*WHAT YOU WILL DO*:
Give back, unchanged, each line from the one containing "The corresponding image" through the last line of the entries below.

*SUPPLIED DATA*:
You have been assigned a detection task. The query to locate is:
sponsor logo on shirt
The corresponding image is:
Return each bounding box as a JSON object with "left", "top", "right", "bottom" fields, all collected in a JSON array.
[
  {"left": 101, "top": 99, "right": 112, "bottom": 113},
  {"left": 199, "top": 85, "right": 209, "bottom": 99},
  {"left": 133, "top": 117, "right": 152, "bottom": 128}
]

*OUTPUT*:
The corresponding image is:
Return each bounding box as a JSON object with "left", "top", "right", "bottom" fields, all collected in a JSON array.
[
  {"left": 101, "top": 99, "right": 112, "bottom": 113},
  {"left": 199, "top": 85, "right": 209, "bottom": 99},
  {"left": 133, "top": 117, "right": 152, "bottom": 128}
]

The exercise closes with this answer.